■ **EXCERPT TO READ**
++++++
So, yes, at the very least, changing the PR to make the vocabulary schema optional is a requirement. However, we need to hear from the people who are technical managers of the CDM and vocabulary (@clairblacketer , @cgreich) about encouraging the separation of vocabulary tables from the CDM schema.

@clairblacketer and @cgreich : can you please add your perspective on separating vocabulary from CDM and if you've had these types of talks before, and if it is something you'd want supported in the tools (to host a 'shared' vocabulary in a separate schema from the CDM). I'm much more comfortable moving in this direction if the custodians of the CDM/Vocabulary can offer some guisance.

Thank you.

gowthamrao commented 6 years ago

Let me try to weigh in. Imagine a scenario of an organization that has 10+ OMOP CDM instances, each with it's own schema in the database.
++++++
■ **RECORDS PROVIDED**
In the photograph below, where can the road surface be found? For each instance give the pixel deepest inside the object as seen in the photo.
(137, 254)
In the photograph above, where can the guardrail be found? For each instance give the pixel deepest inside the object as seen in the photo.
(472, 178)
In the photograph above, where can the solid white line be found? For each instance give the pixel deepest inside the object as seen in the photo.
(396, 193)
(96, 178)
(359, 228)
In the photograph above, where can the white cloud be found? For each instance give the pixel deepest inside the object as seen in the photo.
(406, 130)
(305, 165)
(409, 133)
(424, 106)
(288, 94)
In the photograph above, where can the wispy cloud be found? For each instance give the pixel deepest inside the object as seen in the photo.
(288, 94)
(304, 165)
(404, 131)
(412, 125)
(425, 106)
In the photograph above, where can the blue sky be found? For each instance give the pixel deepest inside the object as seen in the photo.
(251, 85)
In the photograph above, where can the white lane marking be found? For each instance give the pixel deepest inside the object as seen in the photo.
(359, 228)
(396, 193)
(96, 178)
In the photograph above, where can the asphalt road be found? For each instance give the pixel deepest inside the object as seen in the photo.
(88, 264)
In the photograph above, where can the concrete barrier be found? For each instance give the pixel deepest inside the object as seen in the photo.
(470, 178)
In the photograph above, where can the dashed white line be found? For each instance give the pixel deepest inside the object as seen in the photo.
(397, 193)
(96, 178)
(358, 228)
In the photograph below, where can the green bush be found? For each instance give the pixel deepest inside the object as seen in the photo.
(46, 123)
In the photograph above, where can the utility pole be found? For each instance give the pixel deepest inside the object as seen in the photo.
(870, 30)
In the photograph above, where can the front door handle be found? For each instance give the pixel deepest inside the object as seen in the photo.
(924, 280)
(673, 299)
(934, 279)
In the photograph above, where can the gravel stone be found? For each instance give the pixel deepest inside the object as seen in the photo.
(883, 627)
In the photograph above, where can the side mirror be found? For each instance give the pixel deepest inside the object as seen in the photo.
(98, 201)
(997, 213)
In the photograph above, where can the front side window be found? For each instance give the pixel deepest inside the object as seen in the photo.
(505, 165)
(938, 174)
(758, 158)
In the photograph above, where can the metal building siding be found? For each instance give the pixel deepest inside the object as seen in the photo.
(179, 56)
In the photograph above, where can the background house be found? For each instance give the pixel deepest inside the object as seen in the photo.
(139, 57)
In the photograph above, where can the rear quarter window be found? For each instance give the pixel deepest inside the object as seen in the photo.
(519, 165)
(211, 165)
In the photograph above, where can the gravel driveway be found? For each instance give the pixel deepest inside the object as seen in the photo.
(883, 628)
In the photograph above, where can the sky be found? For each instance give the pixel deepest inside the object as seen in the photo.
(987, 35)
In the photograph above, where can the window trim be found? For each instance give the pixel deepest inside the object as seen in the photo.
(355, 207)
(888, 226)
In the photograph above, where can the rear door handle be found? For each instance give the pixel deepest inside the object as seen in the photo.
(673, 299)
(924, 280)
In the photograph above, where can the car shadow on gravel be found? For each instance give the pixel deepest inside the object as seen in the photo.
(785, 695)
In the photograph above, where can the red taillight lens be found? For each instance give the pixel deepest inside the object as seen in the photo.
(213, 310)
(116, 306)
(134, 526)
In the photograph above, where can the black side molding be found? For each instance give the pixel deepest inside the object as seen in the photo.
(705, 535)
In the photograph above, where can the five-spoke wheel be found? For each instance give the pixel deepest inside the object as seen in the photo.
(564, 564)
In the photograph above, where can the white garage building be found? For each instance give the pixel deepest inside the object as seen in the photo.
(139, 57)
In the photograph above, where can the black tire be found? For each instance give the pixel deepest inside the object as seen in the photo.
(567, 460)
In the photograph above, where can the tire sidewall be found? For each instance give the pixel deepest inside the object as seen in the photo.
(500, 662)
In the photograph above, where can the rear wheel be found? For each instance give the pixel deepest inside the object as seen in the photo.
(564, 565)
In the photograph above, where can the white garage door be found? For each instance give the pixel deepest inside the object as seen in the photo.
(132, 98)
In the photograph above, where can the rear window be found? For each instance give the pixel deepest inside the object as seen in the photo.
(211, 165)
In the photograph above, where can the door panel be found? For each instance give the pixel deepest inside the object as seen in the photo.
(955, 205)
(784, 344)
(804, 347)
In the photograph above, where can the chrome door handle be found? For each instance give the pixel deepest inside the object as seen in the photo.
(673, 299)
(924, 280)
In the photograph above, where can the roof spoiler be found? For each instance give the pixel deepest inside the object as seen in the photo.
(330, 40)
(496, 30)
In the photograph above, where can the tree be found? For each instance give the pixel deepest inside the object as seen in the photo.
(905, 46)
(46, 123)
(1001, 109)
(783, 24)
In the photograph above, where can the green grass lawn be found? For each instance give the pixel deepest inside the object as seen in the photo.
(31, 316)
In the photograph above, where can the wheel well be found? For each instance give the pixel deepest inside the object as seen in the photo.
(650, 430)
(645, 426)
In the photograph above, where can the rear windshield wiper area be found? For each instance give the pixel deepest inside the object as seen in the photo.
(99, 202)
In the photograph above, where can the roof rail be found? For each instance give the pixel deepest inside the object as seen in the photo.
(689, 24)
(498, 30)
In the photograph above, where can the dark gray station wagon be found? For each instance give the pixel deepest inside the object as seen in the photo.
++++++
■ **CHECK YOUR UNDERSTANDING**
a: According to the forum thread on separating vocabulary tables from the CDM schema, who are the technical managers of the CDM and vocabulary?
b: List every username that appears in the forum thread on separating vocabulary tables from the CDM schema.
c: Extend the forum thread on separating vocabulary tables from the CDM schema, picking up after its final sentence.
The data has no connection to the forum thread.

■ **TASK-BY-TASK ANSWERS**
a: @clairblacketer and @cgreich

b: @clairblacketer, @cgreich, gowthamrao

c:
All OMOP CDM's where built using the same vocabulary version. In current implemention, we are forced to deploy vocabulary DDL in each one of the 10+ CDMs. That duplicates data, redundant, and makes maintenance difficult. So, why not share the vocabulary between all 10+ CDMs? That's more efficient to maintain. This PR supports the use case. Vocabularies are backward compatible. So, we can easily update the vocabulary once, and all 10 CDMs are updated.

In the rare instances if we need to maintain multiple different versions of vocabulary, then the PR supports that too.

Mismatch of vocabulary version with OMOP is not a major problem IMHO if the vocabulary versions are compatible with each other.

I am in support of this change. Makes multi CDM's easier to manage.

cgreich commented 6 years ago

Friends:

We actually have 10 different CDMs. All with their own vocabulary. Many of them the same, but some lagging behind. I am with @chrisknoll, here. Even though the deviation between releases is low, the delta will make queries come back different (=wrong). Usually not a big deal, but still.

But I have no opinion what should be mandatory or optional, and whether you have tables or views. But the vocabulary that was used to ETL the data should be visible in the same way as the data tables.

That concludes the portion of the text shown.